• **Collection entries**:
*** Begin section ***

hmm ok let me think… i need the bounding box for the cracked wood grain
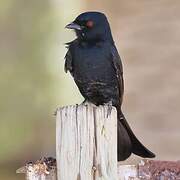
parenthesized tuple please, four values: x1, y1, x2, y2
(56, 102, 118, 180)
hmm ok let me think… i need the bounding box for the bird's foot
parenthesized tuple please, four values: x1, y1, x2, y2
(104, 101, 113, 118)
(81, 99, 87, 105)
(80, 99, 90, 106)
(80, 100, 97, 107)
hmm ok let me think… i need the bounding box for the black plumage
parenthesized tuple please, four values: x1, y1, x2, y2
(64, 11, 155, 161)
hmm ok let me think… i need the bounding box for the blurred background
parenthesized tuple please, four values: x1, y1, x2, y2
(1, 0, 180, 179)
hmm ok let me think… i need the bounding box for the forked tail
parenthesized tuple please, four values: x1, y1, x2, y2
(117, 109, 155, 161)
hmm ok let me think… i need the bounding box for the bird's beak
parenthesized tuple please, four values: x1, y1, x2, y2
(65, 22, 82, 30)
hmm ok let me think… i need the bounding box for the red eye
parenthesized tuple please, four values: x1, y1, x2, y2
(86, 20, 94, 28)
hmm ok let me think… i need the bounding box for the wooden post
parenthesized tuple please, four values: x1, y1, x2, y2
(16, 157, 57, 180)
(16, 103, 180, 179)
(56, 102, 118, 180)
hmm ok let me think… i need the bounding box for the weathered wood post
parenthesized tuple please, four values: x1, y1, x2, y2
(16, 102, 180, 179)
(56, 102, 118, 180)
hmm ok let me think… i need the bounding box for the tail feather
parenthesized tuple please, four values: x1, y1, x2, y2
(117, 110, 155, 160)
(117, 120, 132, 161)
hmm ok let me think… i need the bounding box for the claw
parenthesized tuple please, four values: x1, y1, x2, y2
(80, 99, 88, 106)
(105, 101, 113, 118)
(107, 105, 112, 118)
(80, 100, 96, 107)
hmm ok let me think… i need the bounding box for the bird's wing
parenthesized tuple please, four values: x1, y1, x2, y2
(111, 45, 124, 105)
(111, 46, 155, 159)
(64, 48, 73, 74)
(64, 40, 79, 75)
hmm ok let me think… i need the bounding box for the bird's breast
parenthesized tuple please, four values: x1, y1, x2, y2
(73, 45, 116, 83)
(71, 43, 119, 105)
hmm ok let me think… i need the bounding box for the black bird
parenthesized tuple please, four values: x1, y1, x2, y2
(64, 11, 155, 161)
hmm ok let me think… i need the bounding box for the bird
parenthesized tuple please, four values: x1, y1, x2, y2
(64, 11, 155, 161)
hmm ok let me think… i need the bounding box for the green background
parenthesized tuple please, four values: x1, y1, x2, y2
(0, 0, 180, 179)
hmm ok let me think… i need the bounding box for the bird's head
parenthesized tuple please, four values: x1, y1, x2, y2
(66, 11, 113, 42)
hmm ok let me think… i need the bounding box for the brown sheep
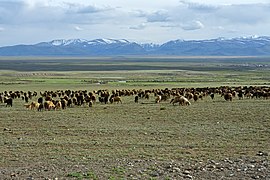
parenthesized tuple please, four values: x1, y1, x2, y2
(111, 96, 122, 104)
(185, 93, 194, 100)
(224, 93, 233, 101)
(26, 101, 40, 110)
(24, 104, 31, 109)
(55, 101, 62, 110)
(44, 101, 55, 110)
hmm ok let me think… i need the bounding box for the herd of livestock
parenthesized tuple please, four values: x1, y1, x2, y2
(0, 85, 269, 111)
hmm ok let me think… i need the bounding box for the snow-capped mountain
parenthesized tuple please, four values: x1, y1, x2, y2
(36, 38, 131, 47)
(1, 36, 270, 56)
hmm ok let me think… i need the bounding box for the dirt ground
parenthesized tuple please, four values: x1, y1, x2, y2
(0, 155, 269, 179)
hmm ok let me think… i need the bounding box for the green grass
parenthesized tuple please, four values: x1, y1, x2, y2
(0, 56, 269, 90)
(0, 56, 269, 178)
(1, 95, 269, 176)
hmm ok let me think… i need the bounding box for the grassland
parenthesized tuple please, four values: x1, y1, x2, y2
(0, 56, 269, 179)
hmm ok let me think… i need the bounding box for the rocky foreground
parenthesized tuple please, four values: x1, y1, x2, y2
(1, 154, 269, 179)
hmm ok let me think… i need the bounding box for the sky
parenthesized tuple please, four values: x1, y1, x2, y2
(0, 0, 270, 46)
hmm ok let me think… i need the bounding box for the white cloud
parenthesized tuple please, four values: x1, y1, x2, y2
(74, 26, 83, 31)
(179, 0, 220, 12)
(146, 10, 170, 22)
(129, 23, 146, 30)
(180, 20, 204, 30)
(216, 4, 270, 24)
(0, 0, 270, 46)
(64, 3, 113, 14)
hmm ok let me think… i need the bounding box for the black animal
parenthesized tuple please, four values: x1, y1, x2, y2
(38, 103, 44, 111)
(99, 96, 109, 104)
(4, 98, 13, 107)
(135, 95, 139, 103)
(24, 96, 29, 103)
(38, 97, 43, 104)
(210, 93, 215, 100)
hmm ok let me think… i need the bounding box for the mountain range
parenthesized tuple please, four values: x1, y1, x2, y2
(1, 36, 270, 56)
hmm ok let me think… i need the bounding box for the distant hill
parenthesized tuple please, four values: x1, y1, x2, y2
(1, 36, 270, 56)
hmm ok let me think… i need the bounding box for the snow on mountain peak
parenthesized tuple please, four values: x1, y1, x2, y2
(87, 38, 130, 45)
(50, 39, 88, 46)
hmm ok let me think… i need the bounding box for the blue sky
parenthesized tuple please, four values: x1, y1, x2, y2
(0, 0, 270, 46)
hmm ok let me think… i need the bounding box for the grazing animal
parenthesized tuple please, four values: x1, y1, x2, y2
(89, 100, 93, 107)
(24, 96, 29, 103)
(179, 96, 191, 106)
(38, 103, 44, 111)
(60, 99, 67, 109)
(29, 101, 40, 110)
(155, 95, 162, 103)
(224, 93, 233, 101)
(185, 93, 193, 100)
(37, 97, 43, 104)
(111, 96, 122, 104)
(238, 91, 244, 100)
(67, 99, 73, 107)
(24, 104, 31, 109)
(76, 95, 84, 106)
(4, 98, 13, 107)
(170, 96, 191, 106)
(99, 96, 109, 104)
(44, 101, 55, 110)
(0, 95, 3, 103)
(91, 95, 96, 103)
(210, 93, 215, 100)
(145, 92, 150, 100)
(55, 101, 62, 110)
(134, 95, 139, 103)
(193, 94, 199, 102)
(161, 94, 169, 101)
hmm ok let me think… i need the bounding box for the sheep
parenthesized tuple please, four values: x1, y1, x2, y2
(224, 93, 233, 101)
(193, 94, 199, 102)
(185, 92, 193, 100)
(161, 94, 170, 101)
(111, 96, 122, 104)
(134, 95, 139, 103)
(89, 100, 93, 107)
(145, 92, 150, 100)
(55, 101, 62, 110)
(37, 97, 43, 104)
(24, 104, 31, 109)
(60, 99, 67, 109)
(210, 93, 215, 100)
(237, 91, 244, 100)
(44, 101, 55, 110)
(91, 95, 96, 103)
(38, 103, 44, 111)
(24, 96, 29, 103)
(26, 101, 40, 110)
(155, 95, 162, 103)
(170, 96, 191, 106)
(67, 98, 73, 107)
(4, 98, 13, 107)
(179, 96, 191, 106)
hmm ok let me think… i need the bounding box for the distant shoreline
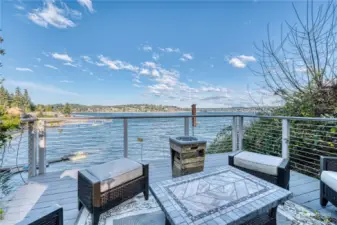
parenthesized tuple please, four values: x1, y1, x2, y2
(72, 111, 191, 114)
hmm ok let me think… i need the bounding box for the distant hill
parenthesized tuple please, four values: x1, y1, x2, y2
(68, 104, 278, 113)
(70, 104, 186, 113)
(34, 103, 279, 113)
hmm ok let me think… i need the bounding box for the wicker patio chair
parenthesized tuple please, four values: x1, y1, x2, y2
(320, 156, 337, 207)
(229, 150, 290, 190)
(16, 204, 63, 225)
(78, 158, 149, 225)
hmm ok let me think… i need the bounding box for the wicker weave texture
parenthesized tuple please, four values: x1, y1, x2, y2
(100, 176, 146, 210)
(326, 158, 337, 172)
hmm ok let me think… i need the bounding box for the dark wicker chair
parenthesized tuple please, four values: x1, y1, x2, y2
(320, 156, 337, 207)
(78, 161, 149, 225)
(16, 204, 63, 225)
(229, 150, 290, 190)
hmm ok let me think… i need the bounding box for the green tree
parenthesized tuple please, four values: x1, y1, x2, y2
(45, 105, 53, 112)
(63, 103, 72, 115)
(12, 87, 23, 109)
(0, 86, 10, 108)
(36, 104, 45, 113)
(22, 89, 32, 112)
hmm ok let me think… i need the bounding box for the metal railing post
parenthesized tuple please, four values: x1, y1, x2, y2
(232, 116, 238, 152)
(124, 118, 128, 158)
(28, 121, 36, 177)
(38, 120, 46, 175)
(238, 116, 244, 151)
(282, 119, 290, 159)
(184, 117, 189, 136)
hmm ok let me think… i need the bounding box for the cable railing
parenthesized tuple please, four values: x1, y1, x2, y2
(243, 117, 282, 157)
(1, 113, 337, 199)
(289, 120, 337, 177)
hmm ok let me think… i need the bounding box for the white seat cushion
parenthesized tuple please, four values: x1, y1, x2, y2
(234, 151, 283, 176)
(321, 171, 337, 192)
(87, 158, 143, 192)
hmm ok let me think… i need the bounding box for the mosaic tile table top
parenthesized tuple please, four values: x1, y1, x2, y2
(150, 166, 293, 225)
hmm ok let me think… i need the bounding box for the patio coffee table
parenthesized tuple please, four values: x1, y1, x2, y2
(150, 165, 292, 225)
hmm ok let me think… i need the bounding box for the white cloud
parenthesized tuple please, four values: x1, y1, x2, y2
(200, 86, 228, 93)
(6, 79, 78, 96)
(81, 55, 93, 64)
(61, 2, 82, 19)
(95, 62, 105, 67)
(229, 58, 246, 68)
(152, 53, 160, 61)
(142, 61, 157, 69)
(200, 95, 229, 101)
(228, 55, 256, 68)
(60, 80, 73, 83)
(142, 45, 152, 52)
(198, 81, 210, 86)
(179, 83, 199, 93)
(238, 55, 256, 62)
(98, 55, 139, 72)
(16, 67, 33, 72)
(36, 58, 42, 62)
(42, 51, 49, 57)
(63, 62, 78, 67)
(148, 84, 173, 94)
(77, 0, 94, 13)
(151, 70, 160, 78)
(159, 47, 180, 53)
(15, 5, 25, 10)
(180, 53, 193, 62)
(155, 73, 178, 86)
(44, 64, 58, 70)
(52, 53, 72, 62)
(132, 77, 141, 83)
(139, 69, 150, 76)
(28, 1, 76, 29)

*** End section ***
*** Begin section ***

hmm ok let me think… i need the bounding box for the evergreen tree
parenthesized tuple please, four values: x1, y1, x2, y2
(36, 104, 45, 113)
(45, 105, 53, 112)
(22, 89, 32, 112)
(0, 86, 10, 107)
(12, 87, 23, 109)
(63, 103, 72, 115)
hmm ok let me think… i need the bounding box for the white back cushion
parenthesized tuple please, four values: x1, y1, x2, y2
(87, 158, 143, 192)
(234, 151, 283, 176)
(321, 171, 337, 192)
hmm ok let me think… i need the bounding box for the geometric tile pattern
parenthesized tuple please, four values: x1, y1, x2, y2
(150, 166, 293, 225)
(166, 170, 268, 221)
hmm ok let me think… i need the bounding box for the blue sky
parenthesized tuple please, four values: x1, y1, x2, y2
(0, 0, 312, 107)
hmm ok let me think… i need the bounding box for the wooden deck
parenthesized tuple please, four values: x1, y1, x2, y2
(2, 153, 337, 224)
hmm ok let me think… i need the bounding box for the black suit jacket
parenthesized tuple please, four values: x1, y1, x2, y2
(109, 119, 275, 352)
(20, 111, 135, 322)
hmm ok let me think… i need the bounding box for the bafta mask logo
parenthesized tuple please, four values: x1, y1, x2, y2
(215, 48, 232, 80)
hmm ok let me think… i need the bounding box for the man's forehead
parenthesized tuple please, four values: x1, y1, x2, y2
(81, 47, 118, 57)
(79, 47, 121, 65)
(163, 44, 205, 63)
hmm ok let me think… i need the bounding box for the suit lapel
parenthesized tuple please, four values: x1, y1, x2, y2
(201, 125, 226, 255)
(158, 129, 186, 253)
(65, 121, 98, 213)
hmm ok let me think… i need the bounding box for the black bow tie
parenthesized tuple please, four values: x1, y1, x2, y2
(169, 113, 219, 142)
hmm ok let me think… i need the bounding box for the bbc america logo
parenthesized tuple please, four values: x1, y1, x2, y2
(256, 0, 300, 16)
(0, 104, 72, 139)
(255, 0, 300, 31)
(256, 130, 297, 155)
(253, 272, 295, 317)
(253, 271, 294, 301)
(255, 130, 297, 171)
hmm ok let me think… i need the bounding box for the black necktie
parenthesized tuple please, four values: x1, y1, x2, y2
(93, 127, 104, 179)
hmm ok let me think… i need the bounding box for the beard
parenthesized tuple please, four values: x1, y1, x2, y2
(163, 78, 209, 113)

*** End section ***

• **REQUIREMENT**: Text only, no pictures: please print exactly the lines above from the line with "cracked wood grain" up to and including the line with "the bird's beak", and nothing else.

• **RESULT BELOW**:
hmm ok let me think… i need the bounding box for the cracked wood grain
parenthesized tuple please, four values: x1, y1, x2, y2
(56, 102, 118, 180)
hmm ok let me think… i need the bounding box for the bird's foot
parenthesized tuple please, four values: x1, y1, x2, y2
(104, 101, 113, 118)
(81, 99, 87, 105)
(80, 99, 90, 106)
(80, 100, 97, 107)
hmm ok let me think… i need the bounding box for the black plumage
parenthesized tuple please, four values: x1, y1, x2, y2
(64, 11, 155, 161)
hmm ok let me think… i need the bounding box for the blurred background
parenthesized tuple please, four values: x1, y1, x2, y2
(1, 0, 180, 179)
hmm ok let me think… i need the bounding box for the forked tail
parenthesized tuple please, four values: x1, y1, x2, y2
(117, 109, 155, 161)
hmm ok let me think… i need the bounding box for the bird's beak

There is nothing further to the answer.